------ Extract provided
Saturday, March 03, 2018

Big picture, small details, collaboration, and The Good Place

Figure 1. If you're not watching The Good Place, you should be.
I've mentioned before that I'm part of a collaborative project that's been going on for some years. (Think editing a journal, running a conference, or working on a grant.) We all have the same background but our strengths differ slightly: one knows MLA style up, down, and sideways, etc.

The details are important in this project. What I'm good at, though, is the big picture stuff--organization, logic, and sense-making in the writing that we're dealing with. I might not pay attention to whether the comma after an italicized phrase is also italicized or not, or even notice it, but then, my collaborators will, so I'm not worrying about it.

So far, this has worked well, and we work well as a team. But in one recent facet of the project, there's a huge problem that I'm having trouble convincing them is a problem. I've done the work to show why it's a problem, and explained it more than once, but no dice.

 A few analogies may help.

***

Dried Leaves
  1. Someone gives you a nest of crumbly dried leaves and you have to put it together as a folio of coherent writing that makes narrative sense. 
  2. Wait--you also have to put it together in the order that the person who gave you the leaves implies, but will not tell you, is the one, true, and correct order. 
  3.  You investigate over many hours, find evidence that helps, put it together, and write up an explanation. Aha! you think.
  4. Your collaborators say, "I think that there is a pixel of green on this leaf. We have to discuss that at length."
Titanic

You say: "If we take this route, we'll get to a lifeboat."

Your collaborators say, "these gates across the third-class east stairway should be painted black, not blue."

The Trolley Problem

You, as Chidi from The Good Place: "Logic and ethics make this the best solution! Also, arrrgggghhh!"

Collaborators, as Eleanor and Michael: "Did you notice that there are 14 spikes holding the rails on the left side and 15 spikes on the right side? We have to discuss that at length."

***

This will all probably work itself out, but right now, I'm Chidi.

***
Or not, and I need to get out of this project, when they praise each other for their mad skilz and brush past my genuine intellectual contribution to say "thanks for keeping track of the edits."  Yeah, I might be done. 

5 comments:

Anonymous said...

they are waving smoke in your examples. Acknowledge they communicated and redirect back to the problem you are seeing.
------------
§ Tasks and exercises:
a. Answer these questions using the blog post on collaboration and The Good Place:
(i) What does one collaborator know "up, down, and sideways"?
(ii) In the Titanic analogy, what color do the collaborators say the gates should be painted?
(iii) In the Trolley Problem analogy, how many spikes hold the rails on the left side?
b. Render this sentence from the blog post on collaboration and The Good Place in Spanish: "So far, this has worked well, and we work well as a team."
c. Extend the blog post on collaboration and The Good Place beyond its final sentence.
------ Dataset records
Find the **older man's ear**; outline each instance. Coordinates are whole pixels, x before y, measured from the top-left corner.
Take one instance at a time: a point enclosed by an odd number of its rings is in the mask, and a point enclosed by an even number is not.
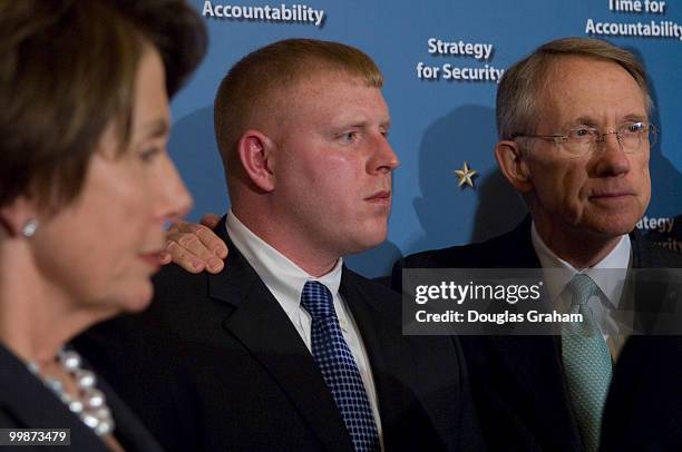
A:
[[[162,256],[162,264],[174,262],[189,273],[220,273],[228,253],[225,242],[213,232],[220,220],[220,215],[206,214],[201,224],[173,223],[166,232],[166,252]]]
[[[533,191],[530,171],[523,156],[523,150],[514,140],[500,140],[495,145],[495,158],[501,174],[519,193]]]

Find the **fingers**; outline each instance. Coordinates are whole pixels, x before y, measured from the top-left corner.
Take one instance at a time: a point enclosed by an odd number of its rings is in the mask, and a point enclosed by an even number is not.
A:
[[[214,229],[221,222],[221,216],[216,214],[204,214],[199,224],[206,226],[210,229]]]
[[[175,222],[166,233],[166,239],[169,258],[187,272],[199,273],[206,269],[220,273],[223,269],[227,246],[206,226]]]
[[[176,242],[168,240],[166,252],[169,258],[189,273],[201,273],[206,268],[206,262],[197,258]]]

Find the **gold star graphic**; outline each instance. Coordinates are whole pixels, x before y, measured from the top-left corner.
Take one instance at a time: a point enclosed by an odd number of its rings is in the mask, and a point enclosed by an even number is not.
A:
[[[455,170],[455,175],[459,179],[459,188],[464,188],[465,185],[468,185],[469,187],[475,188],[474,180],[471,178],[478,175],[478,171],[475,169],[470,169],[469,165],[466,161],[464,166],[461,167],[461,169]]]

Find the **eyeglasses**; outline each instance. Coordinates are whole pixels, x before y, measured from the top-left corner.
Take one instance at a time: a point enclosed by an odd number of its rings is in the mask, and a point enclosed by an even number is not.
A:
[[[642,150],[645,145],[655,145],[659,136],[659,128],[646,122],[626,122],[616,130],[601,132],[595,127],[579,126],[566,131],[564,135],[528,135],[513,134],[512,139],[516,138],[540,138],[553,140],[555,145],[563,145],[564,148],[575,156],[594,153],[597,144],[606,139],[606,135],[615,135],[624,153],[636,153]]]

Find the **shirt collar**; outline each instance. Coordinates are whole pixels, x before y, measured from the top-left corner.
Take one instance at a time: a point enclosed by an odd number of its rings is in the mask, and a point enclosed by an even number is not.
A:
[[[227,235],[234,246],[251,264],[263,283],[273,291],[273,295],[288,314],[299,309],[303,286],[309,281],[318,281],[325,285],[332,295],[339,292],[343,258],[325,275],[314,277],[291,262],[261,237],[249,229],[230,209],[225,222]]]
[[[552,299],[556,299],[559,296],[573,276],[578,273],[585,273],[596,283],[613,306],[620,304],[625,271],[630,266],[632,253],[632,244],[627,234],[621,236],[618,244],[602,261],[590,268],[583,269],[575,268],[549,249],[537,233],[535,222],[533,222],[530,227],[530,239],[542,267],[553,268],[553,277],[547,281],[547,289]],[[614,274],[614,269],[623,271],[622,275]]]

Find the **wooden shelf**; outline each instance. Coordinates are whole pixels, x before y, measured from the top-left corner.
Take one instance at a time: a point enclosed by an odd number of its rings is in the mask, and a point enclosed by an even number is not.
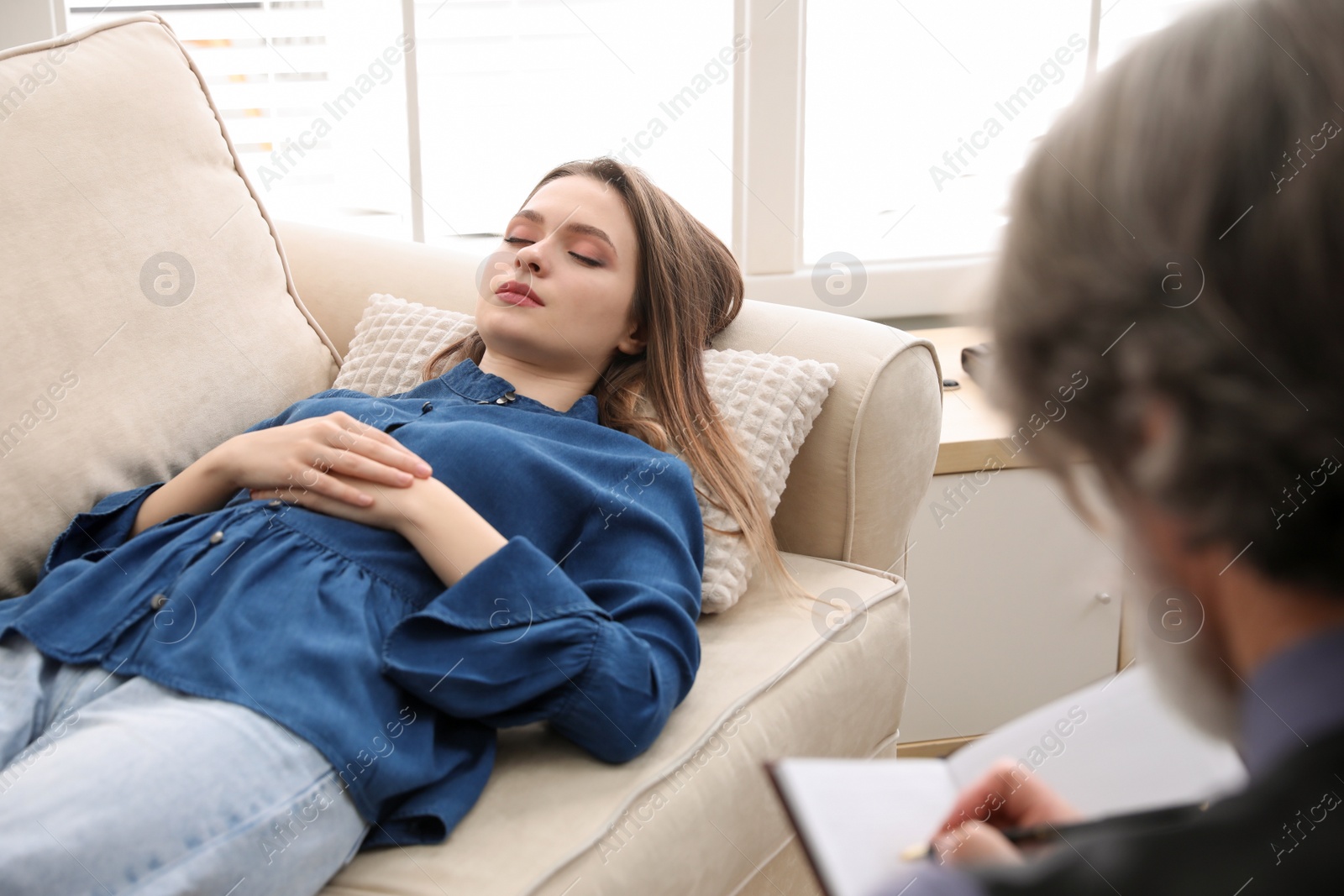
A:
------------
§ Answers to the exercise:
a.
(i) MLA style
(ii) Black, not blue
(iii) 14

b. Hasta ahora, esto ha funcionado bien, y trabajamos bien como equipo.

c.
GOOD LUCK!!!!!!! sounds quite awful.

sophylou said...

I am chairing a four-person committee which has had two new, completely inexperienced people assigned to it (and the fourth person-- the only other one with institutional knowledge) keeps missing meetings. So meetings go like this:

Me: [institutional background on how things are done]
Inexperienced person who has worked here for four months: That's terrible! How do we fix [giant thing which is admittedly not awesome but which is waaaaaaaaay beyond the scope of this committee] [comes up with inappropriate strategy for fixing giant thing]
Me: [blinks]

Lather, rinse, repeat. I get emails like this, too, and the amount of tact I have to use in shutting down these strategies without discouraging the new person is WEARING. ME. OUT. Sometimes context is just context; this one committee isn't required to SOLVE ALL THE PROBLEMS.

I am required to rotate off this committee at the end of June. Not that I'm counting the days or anything

Anonymous said...

The president of my AAUP chapter had big plans for us in the fall and I did my part toward realizing them. Then president (and others) stop working and I realize I cannot bring these events off all alone. I say look, we must officially cancel since this has become unfeasible. So president quits as president, with orders: says you are now president and I order you to do x, y, and z. I say I cannot. President says you have no choice. I say well you refused, so can I.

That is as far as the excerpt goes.